***** DOCUMENT SECTION *****

Security Practice Lead

 

Musixmatch is the leading music metadata company, featuring the world’s largest lyrics catalog and a community of over 80M contributors. Musixmatch is the trusted global  partner of companies like Spotify, Apple, Amazon Music, Meta, Google, YouTube, Tidal, and Snapchat and works with nearly 4,000 music publishing rightsholders (representing more than 225,000 songwriters), including Sony Music Publishing, Universal Music Publishing, Warner/Chappell, Kobalt, BMG Rights, and the Harry Fox Agency.

We are a bunch of creatives who care about our work and what we do.  We believe that participation and collaboration are key to getting things done well.  We are looking for tech-savvy people who are eager to learn in a fast-paced environment, who have an international outlook on life, and who love taking on new challenges.

 

We are looking for a Security Practice Lead to own and drive information security across our organization. You will shape our security strategy, protect our systems, data, and expanding AI infrastructure, and act as a key voice in company-wide decisions. This is a high-impact, cross-functional role at the intersection of engineering, AI development, compliance, and leadership.

***** GIVEN INFORMATION *****

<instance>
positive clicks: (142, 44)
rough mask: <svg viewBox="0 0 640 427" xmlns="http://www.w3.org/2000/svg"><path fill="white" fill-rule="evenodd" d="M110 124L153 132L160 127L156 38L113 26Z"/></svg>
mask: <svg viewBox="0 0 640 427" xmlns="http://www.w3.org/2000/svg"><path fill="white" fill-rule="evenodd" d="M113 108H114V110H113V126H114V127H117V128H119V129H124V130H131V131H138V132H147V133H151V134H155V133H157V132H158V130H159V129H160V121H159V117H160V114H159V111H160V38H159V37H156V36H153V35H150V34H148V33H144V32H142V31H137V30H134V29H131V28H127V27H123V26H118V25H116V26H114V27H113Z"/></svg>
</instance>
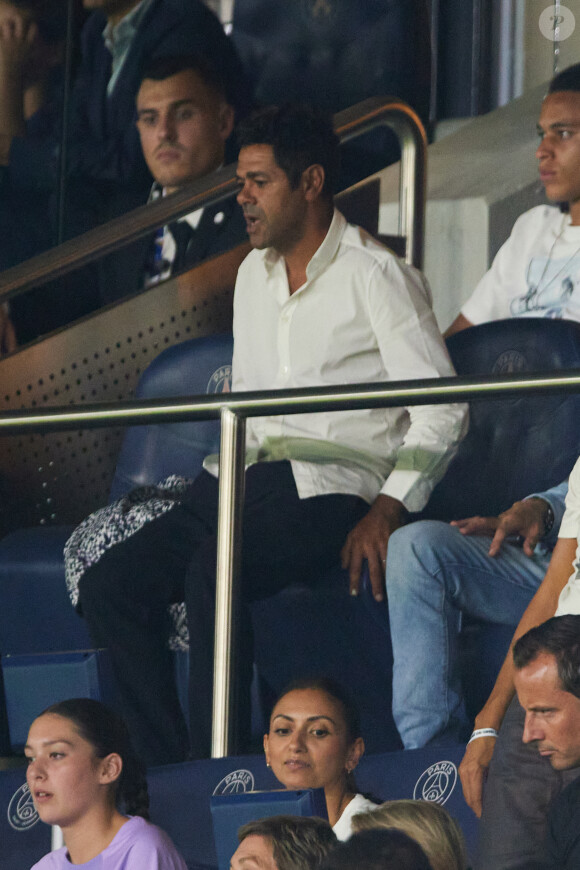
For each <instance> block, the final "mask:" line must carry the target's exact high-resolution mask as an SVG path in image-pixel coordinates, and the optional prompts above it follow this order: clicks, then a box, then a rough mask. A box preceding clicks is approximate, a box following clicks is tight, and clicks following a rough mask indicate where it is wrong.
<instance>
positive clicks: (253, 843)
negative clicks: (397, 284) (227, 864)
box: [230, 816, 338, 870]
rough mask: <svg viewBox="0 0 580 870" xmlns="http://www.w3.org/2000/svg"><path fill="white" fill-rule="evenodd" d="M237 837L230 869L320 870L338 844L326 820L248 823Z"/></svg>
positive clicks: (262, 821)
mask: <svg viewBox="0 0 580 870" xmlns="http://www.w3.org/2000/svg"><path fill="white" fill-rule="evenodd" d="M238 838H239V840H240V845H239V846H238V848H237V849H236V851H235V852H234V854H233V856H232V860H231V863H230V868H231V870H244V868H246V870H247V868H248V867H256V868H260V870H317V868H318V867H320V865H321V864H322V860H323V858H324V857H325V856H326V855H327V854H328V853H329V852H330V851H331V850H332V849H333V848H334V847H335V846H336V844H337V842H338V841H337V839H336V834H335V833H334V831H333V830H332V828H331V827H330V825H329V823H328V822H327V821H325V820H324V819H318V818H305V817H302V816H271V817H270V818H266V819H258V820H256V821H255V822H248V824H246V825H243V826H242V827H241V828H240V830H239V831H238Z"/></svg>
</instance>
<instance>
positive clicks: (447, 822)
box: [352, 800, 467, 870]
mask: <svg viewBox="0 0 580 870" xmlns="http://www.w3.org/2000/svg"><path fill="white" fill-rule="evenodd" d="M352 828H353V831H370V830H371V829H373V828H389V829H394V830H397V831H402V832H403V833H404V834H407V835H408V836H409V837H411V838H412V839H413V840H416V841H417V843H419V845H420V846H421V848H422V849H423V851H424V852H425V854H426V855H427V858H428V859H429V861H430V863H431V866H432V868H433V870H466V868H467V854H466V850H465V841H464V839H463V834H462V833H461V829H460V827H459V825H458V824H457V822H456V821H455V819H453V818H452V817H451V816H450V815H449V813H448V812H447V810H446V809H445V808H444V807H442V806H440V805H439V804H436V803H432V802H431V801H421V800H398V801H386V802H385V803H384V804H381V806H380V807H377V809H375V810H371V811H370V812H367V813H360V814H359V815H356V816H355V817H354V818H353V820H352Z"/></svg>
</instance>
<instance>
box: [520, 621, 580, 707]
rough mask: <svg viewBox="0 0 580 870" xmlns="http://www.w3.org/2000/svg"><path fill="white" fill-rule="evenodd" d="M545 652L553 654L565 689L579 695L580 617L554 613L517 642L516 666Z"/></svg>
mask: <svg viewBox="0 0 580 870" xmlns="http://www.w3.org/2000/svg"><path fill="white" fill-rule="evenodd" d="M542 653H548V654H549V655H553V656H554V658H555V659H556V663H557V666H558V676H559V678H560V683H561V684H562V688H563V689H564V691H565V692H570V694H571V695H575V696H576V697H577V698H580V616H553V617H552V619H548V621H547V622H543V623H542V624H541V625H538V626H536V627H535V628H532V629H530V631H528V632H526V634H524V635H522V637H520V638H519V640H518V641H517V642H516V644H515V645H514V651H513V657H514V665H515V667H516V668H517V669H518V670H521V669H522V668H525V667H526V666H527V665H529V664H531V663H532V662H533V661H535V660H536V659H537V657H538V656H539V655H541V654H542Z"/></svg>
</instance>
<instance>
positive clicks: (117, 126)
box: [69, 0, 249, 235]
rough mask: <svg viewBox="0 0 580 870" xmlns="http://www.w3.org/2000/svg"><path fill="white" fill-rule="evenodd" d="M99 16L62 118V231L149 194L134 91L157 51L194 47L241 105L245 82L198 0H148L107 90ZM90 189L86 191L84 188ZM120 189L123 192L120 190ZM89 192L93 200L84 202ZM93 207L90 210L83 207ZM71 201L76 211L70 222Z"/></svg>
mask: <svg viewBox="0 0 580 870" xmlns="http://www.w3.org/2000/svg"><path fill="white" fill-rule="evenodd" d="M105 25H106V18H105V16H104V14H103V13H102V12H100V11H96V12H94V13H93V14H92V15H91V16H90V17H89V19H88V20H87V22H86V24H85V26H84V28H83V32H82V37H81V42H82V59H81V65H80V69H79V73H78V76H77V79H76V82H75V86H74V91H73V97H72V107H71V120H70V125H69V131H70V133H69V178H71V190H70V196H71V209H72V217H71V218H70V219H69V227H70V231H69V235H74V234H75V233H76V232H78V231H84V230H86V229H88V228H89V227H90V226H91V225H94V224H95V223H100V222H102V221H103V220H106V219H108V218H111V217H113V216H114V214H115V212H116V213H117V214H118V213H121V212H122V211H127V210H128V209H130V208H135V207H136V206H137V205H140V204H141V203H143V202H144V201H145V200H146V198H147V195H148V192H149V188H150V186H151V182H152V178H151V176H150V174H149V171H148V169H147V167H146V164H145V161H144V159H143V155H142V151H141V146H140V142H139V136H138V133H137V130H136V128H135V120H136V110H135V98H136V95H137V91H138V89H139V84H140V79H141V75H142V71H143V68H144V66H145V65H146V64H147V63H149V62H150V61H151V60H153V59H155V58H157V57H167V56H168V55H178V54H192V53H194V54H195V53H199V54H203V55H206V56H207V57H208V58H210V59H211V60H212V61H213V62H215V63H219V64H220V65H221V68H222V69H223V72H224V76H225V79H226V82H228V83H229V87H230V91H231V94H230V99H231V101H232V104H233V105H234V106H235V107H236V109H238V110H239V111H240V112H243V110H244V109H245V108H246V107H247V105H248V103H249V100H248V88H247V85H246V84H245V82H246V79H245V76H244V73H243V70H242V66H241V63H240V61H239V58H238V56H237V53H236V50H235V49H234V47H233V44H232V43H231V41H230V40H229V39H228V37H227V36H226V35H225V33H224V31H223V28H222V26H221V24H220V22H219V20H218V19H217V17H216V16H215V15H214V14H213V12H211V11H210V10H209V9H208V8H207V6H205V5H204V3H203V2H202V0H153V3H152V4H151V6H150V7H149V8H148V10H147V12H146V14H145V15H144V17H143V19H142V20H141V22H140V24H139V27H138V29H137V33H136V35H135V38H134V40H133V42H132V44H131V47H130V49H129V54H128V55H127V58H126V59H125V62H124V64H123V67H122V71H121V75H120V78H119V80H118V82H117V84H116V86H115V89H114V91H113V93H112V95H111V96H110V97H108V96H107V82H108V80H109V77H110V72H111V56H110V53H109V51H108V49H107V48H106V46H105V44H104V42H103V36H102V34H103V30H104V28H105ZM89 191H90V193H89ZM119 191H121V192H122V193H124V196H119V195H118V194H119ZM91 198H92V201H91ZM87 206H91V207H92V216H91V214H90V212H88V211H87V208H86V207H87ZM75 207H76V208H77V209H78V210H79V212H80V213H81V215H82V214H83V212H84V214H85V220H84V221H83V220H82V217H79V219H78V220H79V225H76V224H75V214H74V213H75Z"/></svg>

*****
***** GIVEN INFORMATION *****

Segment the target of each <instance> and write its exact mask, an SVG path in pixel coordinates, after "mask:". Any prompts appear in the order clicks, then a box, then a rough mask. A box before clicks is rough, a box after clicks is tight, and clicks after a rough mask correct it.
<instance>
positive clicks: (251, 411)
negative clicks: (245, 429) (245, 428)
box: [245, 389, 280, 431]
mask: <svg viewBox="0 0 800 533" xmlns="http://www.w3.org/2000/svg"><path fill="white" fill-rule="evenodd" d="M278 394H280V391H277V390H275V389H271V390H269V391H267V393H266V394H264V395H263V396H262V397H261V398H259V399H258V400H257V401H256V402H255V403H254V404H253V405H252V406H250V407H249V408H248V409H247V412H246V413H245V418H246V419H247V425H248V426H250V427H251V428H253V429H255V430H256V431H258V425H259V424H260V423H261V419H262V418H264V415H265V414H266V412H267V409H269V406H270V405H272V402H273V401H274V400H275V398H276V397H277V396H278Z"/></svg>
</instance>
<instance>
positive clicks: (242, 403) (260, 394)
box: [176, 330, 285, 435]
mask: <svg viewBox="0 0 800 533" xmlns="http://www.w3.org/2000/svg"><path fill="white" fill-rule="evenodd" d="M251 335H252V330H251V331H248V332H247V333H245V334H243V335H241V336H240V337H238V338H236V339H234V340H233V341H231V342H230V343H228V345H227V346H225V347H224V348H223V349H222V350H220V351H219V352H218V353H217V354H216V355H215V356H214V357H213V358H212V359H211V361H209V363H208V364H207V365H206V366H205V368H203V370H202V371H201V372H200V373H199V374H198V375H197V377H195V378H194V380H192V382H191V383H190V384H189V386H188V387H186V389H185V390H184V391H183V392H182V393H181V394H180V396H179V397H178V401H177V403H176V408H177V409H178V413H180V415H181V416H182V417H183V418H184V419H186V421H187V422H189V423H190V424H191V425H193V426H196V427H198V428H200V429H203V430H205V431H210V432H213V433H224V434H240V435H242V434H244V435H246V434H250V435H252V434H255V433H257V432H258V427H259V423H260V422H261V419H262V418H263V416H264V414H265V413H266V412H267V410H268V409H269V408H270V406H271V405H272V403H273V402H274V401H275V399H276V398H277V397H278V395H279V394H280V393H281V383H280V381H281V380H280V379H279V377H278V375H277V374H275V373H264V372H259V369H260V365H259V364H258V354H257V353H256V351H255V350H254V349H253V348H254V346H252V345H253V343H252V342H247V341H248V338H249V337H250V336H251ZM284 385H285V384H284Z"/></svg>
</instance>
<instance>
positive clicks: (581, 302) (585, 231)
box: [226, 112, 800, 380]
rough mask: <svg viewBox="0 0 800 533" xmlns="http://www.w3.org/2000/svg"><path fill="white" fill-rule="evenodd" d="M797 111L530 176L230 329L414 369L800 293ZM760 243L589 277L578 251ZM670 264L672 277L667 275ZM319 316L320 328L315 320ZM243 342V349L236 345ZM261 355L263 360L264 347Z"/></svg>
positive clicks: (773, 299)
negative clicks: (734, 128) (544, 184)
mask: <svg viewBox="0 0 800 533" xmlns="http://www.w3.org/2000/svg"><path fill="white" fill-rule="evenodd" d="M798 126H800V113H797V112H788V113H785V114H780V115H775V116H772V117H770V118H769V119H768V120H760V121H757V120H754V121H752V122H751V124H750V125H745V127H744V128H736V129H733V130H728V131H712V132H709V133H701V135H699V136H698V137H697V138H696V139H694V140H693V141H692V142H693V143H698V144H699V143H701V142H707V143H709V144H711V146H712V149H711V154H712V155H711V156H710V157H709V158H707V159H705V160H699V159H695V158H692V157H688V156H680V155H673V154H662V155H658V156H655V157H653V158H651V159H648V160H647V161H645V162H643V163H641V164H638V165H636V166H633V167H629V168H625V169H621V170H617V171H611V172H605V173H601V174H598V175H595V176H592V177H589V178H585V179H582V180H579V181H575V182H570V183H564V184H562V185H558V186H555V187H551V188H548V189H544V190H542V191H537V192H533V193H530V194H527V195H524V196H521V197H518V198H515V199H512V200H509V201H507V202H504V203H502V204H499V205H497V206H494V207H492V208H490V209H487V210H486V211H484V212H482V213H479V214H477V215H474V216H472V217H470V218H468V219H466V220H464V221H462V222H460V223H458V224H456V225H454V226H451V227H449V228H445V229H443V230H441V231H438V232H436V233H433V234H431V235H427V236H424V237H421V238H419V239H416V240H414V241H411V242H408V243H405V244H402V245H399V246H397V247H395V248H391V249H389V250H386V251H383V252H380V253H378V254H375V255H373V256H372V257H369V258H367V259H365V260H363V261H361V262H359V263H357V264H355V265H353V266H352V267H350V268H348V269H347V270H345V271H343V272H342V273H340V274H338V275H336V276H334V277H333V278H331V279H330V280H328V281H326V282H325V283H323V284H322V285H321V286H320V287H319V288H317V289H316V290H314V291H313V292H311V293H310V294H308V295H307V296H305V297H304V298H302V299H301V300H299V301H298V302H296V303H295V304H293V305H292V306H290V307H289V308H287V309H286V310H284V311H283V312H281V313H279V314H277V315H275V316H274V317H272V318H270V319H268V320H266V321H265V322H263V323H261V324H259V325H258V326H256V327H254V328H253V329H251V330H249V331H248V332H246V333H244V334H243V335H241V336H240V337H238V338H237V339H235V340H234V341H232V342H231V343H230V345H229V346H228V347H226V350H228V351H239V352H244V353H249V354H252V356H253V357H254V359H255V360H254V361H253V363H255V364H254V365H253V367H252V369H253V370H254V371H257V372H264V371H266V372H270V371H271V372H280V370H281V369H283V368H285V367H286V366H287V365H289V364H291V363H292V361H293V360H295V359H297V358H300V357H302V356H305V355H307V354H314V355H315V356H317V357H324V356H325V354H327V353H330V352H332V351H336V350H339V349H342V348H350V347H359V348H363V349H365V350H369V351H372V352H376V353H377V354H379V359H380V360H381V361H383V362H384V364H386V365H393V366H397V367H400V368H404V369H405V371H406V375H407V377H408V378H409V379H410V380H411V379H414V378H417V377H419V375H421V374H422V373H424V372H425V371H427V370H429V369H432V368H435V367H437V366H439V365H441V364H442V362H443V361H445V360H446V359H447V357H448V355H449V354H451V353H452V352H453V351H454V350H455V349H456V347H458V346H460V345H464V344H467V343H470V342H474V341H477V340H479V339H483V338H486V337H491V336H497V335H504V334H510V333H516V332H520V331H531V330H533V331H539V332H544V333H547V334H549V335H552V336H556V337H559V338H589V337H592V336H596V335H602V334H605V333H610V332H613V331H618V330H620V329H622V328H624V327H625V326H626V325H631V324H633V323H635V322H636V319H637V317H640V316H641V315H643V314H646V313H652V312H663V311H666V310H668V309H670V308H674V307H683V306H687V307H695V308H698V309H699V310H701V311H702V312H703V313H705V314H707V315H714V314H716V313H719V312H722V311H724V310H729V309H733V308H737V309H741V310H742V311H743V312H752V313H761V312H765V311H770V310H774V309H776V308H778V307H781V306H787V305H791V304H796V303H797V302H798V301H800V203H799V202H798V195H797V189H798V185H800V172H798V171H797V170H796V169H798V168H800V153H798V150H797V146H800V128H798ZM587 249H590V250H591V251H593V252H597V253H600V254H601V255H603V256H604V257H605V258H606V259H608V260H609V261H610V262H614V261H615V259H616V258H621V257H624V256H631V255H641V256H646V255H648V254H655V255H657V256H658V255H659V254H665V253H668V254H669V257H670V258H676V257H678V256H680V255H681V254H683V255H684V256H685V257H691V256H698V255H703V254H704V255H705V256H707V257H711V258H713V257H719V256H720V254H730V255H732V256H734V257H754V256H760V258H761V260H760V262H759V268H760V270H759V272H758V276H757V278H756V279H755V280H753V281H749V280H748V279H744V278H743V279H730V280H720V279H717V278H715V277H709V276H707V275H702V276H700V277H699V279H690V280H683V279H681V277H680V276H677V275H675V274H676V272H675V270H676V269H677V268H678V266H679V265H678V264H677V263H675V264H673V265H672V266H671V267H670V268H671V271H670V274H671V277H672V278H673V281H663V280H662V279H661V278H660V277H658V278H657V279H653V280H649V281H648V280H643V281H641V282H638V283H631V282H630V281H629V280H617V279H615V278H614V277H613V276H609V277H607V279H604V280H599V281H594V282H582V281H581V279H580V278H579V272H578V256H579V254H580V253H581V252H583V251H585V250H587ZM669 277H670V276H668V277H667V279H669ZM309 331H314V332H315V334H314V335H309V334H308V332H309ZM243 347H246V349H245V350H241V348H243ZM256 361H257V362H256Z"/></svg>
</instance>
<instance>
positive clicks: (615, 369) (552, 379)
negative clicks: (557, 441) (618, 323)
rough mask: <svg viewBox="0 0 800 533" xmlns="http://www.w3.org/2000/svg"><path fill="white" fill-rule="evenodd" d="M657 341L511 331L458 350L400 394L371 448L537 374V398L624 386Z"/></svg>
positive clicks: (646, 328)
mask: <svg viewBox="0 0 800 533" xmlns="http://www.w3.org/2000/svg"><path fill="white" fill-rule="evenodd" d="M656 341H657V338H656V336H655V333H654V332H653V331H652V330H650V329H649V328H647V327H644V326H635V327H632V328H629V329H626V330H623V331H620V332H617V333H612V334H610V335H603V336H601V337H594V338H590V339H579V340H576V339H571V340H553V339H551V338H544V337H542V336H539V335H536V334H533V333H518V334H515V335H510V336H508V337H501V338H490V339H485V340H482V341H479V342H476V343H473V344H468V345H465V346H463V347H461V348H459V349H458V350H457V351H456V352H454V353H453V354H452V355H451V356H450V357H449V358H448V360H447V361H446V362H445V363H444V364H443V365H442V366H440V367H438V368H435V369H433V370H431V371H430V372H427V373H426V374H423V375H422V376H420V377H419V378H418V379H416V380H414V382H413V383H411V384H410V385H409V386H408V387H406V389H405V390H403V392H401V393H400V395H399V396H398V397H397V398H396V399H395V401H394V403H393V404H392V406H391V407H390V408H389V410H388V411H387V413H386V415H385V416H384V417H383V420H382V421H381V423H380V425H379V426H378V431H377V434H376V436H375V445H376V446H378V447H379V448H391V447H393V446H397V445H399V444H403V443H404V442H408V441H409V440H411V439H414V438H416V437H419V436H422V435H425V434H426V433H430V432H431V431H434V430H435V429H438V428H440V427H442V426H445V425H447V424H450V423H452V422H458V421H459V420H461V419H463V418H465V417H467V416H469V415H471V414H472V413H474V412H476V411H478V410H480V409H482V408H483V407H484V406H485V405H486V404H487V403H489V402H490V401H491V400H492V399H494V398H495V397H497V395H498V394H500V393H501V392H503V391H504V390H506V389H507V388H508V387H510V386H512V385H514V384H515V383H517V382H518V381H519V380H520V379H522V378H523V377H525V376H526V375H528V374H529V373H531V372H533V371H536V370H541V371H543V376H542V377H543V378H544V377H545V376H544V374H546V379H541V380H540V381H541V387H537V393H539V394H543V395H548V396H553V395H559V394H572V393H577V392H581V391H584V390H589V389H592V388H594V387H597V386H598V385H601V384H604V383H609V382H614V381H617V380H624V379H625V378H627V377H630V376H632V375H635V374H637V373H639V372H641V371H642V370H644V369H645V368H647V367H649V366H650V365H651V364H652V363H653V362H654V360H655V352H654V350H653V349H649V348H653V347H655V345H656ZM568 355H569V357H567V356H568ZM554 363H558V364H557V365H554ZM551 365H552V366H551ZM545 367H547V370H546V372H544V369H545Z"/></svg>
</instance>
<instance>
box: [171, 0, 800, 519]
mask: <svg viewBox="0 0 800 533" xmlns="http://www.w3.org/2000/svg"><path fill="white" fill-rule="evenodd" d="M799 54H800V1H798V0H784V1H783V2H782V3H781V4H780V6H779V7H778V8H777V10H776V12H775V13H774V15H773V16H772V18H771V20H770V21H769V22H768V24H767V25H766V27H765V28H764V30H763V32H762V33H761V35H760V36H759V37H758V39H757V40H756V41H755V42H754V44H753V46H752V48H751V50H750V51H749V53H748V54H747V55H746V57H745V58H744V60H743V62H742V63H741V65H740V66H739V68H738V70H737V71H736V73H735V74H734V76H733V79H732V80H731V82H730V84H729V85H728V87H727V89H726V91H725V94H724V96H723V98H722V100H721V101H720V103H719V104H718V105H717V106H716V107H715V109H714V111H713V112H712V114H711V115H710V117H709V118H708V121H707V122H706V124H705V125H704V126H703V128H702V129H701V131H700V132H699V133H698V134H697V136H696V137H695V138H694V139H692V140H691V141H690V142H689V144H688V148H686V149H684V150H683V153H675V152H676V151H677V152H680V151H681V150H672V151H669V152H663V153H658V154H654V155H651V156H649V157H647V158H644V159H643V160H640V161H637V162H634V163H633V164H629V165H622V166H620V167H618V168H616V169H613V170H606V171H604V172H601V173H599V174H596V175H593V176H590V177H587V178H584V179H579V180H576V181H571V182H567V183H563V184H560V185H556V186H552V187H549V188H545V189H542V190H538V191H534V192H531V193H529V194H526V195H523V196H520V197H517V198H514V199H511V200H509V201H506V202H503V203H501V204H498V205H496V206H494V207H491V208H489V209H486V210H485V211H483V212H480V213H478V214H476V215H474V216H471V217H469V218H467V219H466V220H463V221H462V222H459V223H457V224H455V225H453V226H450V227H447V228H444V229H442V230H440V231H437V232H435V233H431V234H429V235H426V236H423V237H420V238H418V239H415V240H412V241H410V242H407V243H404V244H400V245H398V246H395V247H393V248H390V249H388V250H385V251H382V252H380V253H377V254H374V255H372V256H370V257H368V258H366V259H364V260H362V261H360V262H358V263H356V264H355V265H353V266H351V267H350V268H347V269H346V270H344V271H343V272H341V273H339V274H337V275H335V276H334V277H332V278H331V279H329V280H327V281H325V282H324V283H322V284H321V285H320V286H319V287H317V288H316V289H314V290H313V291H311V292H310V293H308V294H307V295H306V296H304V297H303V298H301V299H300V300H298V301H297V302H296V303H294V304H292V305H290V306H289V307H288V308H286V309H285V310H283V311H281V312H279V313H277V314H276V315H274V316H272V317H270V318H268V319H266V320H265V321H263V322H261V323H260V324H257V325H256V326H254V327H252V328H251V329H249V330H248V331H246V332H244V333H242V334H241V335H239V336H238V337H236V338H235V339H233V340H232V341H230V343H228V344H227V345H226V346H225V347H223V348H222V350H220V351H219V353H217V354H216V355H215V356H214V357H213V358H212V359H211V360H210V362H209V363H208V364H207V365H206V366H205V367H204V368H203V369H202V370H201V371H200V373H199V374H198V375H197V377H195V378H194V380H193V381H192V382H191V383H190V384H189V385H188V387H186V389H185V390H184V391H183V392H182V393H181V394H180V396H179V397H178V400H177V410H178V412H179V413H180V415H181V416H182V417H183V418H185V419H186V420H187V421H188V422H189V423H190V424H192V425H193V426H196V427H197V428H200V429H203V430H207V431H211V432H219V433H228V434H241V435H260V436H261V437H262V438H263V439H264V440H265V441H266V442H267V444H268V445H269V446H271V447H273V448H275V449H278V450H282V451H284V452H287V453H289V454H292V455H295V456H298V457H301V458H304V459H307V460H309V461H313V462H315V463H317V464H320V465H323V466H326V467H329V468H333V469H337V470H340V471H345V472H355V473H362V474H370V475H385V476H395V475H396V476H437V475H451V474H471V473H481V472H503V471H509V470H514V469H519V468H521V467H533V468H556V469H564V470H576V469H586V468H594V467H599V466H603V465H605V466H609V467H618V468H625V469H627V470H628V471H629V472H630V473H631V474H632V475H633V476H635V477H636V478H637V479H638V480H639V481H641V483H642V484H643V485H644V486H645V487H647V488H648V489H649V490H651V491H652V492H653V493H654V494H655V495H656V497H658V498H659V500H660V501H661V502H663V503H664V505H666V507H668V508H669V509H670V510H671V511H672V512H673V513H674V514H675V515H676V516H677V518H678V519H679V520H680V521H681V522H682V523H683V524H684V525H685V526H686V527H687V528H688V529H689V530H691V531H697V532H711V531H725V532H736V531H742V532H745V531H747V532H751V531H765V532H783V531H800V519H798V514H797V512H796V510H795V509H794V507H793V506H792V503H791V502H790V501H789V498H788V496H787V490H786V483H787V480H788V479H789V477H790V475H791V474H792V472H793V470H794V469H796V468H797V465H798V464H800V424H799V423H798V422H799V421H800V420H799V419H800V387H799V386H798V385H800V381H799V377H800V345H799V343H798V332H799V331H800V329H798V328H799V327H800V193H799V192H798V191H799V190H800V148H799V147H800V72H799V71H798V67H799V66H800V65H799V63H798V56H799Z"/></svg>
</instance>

*****

PROBLEM TO WORK ON → List every music publishing rightsholder that the Security Practice Lead job posting names as working with Musixmatch.

RESULT OF THIS TASK → Sony Music Publishing, Universal Music Publishing, Warner/Chappell, Kobalt, BMG Rights, and the Harry Fox Agency.